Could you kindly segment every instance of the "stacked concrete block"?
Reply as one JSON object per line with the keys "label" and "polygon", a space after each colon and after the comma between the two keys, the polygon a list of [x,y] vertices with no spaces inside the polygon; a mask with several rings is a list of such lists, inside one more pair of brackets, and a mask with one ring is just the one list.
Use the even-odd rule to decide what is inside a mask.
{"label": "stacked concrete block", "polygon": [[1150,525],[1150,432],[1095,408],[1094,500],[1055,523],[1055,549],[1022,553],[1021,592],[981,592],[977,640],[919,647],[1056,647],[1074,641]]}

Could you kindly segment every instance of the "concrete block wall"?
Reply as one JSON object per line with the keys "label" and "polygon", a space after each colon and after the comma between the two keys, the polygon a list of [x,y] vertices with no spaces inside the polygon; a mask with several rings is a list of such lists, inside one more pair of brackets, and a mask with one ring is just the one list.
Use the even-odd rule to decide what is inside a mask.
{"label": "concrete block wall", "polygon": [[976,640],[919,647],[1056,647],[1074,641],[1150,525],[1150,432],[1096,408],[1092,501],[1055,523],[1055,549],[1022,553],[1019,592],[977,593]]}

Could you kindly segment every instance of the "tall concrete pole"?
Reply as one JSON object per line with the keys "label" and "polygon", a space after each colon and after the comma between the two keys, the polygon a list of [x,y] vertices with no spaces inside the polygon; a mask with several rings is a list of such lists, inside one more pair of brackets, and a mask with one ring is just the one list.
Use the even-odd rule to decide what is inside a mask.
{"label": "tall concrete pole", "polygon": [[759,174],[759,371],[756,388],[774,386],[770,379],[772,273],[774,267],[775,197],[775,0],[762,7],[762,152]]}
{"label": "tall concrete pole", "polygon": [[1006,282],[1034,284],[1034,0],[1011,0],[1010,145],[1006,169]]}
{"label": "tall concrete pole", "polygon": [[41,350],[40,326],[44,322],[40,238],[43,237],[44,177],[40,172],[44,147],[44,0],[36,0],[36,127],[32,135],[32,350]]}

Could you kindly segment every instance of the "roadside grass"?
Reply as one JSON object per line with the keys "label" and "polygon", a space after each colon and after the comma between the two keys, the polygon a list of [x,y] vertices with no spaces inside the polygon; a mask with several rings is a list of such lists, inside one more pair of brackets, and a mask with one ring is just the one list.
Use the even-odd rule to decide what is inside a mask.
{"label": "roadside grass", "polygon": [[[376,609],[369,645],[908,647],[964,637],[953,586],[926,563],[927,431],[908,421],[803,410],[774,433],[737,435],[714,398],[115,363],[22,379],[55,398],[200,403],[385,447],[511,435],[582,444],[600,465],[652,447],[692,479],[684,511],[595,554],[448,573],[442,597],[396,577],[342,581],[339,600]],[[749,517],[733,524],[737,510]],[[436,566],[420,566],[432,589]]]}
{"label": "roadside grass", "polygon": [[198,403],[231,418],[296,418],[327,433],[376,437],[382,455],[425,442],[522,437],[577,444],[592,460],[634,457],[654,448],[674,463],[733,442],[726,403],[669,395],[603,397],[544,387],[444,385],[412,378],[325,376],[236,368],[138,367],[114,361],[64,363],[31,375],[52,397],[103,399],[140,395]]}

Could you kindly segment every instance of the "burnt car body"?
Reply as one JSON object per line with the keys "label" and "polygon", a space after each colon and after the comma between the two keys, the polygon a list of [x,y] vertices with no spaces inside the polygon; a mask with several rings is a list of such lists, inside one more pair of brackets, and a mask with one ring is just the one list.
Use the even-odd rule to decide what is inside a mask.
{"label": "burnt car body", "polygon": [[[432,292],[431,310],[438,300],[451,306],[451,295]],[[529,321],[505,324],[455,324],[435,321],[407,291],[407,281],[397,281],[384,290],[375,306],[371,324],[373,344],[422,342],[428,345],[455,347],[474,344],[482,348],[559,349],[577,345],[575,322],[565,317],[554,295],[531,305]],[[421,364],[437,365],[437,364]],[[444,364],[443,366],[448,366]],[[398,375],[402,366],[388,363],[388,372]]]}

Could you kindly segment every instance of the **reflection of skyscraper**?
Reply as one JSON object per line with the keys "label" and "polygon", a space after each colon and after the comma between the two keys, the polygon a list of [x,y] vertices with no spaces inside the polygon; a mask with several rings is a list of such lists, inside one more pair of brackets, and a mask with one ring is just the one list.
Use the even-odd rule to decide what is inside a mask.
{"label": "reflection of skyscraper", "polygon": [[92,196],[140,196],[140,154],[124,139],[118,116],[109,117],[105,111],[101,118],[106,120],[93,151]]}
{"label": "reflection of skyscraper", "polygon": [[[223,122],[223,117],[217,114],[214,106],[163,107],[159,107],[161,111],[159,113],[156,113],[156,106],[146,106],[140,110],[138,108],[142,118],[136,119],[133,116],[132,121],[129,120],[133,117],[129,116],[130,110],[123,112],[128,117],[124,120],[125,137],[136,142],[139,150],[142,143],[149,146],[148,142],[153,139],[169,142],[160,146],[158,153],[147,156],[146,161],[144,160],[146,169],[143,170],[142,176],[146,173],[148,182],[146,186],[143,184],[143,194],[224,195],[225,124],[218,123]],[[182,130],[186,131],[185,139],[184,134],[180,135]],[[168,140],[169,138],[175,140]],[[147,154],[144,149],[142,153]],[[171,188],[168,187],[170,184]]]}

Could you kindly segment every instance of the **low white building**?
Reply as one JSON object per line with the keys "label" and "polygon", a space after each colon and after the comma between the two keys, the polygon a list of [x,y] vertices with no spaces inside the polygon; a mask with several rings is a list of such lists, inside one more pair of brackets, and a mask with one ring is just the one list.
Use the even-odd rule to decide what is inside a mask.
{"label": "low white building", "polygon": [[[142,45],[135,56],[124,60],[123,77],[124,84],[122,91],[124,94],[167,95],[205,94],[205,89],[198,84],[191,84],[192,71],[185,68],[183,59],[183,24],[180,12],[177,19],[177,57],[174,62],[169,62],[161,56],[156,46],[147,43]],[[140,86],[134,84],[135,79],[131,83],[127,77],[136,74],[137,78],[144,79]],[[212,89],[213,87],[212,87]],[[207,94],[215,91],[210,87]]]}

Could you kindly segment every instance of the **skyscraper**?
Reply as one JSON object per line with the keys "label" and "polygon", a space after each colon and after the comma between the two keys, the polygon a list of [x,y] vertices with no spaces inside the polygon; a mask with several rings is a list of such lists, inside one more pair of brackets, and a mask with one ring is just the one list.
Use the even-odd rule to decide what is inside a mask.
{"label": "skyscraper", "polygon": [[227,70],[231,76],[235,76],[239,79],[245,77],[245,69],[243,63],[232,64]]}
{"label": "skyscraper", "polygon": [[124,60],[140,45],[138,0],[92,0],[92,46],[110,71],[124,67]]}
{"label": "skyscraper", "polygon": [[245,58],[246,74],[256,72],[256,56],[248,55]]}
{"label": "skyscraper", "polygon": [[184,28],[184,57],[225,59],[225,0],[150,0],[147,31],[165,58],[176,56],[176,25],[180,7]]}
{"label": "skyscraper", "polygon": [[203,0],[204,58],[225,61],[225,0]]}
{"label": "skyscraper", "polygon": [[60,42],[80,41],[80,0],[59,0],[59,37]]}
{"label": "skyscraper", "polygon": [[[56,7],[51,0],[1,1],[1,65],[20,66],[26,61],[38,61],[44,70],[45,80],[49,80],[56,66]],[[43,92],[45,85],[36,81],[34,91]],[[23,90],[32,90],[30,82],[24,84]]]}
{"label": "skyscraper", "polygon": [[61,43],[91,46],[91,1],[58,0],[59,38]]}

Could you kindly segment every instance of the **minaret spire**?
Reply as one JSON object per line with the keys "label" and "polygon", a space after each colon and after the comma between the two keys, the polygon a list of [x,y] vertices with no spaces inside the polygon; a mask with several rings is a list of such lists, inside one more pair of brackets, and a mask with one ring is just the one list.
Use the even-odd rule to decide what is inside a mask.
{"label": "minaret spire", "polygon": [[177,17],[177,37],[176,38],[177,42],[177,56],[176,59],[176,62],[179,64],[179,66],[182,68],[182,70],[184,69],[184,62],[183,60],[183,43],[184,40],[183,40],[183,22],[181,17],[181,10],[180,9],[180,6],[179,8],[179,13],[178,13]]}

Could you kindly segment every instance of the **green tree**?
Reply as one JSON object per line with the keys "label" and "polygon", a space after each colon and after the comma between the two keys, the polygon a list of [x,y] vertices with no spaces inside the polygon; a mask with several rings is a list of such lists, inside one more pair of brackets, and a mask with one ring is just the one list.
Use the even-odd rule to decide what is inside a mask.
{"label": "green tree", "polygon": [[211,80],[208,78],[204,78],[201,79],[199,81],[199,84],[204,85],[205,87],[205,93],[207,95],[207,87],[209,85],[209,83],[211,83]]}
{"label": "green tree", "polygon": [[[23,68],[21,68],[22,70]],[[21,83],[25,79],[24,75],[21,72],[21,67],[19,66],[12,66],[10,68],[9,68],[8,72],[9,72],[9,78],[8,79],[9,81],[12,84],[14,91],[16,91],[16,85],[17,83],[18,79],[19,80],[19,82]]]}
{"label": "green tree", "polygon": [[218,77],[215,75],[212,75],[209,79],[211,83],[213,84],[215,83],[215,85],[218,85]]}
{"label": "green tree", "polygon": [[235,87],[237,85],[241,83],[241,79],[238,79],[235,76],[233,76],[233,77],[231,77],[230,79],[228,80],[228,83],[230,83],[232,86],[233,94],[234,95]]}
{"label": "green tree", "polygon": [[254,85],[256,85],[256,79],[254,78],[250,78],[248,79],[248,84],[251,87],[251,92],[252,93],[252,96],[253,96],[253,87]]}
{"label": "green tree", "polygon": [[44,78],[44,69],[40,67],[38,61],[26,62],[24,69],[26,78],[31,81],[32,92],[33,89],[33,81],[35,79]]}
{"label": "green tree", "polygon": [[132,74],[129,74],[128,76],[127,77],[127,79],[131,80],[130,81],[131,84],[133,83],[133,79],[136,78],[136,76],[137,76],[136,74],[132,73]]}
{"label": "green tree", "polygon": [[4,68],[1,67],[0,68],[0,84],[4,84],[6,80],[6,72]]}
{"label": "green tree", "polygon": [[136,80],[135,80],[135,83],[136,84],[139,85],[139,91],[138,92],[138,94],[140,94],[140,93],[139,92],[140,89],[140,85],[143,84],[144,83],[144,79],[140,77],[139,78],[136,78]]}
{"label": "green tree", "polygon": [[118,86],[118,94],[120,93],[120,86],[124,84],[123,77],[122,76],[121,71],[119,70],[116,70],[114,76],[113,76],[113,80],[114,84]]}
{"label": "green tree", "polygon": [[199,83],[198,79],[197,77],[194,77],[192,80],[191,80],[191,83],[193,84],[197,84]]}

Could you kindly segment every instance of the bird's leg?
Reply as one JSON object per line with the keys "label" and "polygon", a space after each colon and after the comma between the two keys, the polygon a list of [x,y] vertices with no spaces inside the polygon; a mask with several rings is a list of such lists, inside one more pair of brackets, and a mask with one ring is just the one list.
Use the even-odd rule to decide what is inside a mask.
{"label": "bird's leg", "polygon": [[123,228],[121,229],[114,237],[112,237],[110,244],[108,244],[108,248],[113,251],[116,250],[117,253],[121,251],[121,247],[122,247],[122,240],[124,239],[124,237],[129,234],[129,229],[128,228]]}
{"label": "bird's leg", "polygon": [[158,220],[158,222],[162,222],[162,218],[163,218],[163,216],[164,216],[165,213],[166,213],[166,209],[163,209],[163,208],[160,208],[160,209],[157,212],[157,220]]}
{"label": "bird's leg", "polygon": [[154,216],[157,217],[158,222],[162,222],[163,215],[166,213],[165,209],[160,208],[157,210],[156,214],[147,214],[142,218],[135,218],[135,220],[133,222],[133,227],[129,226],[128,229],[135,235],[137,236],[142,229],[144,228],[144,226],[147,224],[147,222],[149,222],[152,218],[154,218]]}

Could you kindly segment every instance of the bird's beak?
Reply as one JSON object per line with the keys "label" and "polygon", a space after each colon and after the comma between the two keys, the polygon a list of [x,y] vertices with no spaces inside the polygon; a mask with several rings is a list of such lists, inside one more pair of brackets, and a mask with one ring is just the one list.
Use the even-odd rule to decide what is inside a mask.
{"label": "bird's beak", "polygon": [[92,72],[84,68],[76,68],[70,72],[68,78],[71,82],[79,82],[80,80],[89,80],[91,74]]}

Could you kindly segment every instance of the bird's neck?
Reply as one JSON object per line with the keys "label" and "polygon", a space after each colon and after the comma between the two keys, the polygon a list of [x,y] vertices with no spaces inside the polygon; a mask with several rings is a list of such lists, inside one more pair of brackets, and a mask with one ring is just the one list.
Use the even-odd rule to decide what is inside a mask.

□ □ □ □ □ □ □

# PROBLEM TO WORK ON:
Retype nothing except the lines from the line holding "Could you kindly segment every instance of the bird's beak?" through the last line of the entries, both included.

# SOLUTION TO THIS TASK:
Could you kindly segment every instance of the bird's beak?
Reply as one JSON object per line with the keys "label" and "polygon", a space after each colon and after the comma between the two keys, the polygon a list of [x,y] vertices with no spaces inside the polygon; a mask with several rings is a list of such lists, inside one more pair of brackets, and a mask with one ring is just the one list.
Use the even-odd rule to decide what is inside a mask.
{"label": "bird's beak", "polygon": [[92,72],[84,68],[76,68],[70,72],[68,78],[71,82],[79,82],[80,80],[89,80],[91,74]]}

Could you kindly segment every instance of the bird's neck?
Reply as one JSON object per line with the keys "label" and "polygon", a space after each colon and after the comma between the two keys, the polygon a list of [x,y] vertices with no spaces inside the polygon; a mask with several rings is a list of such lists, inside one more pair of brackets, and a mask with one ring is just the one list.
Use the even-odd rule to decide what is inside a mask.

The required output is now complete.